▶ **AIM OF THE TASK**:
Format the rows as a numbered list, leaving out blank lines, starting at the line that contains "Where can you see the white glove" and running through the end of the rows.

▶ **DATA ENTRIES**:
....
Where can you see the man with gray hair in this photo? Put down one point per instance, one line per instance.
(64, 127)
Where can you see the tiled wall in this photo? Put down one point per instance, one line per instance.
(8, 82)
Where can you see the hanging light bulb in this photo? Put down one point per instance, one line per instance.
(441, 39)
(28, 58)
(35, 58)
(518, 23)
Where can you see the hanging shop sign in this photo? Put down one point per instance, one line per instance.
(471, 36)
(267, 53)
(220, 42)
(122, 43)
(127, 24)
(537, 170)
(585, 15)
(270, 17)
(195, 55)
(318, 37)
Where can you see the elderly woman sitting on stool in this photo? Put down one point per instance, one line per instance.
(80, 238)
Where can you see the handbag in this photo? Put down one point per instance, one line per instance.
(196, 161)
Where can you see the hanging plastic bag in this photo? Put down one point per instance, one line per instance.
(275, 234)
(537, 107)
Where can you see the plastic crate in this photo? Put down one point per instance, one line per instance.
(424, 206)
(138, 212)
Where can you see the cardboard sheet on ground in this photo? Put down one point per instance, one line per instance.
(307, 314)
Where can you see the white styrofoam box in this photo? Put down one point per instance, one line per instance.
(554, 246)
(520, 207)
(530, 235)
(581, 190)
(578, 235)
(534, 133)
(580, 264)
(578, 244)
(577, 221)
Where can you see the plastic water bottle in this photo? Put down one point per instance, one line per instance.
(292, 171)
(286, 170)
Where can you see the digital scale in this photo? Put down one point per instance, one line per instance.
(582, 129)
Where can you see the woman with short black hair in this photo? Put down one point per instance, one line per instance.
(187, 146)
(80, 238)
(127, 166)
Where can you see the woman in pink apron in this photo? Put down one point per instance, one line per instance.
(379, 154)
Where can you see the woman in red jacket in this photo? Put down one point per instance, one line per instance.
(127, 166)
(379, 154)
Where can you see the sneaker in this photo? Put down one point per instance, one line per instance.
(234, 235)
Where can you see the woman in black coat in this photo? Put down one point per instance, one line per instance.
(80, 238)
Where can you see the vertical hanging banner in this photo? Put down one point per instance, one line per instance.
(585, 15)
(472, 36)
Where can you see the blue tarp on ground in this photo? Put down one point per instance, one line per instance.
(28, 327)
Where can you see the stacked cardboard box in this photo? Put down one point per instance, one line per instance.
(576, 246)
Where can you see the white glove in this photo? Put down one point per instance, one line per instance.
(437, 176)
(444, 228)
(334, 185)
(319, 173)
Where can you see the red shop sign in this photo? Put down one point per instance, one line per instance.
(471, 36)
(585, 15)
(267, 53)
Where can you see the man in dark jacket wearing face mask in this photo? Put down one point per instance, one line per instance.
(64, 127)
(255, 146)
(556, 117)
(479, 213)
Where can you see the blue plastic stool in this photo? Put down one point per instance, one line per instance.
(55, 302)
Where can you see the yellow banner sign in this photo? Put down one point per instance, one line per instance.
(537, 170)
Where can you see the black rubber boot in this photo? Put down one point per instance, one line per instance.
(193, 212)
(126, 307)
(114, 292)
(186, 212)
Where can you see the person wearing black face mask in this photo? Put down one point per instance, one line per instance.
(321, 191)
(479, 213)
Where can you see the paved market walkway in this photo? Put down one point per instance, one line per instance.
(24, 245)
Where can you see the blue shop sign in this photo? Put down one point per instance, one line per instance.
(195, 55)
....
▶ **EXPECTED OUTPUT**:
1. Where can you see the white glove in this photo? Put down one point per instance, one line per instance.
2. (437, 176)
3. (444, 228)
4. (334, 185)
5. (319, 173)
6. Where can you see the red shop sign in this photo? Put down one point per instance, one line per instance.
7. (471, 36)
8. (585, 15)
9. (267, 53)
10. Where can you see the man in dark jacket wearing face mask in this photo? Put down one point per instance, one line per instance.
11. (64, 127)
12. (255, 146)
13. (556, 117)
14. (479, 213)
15. Where can you see the blue plastic stool in this photo? Put down one point per instance, one line per instance.
16. (55, 302)
17. Where can you see the yellow banner sign in this photo? Put down one point per instance, one line per instance.
18. (537, 170)
19. Where can you see the black rubber boot in this photo? Put down one point per instance, one line per instance.
20. (193, 212)
21. (126, 307)
22. (114, 292)
23. (186, 212)
24. Where can you see the person wearing black face mask in this photo? Put down one point per instance, one line per instance.
25. (321, 191)
26. (479, 213)
27. Where can you see the paved market walkway in this photo? Put down one point per instance, one line per instance.
28. (24, 245)
29. Where can you see the blue shop sign in this photo? Put down one point per instance, one line per instance.
30. (195, 55)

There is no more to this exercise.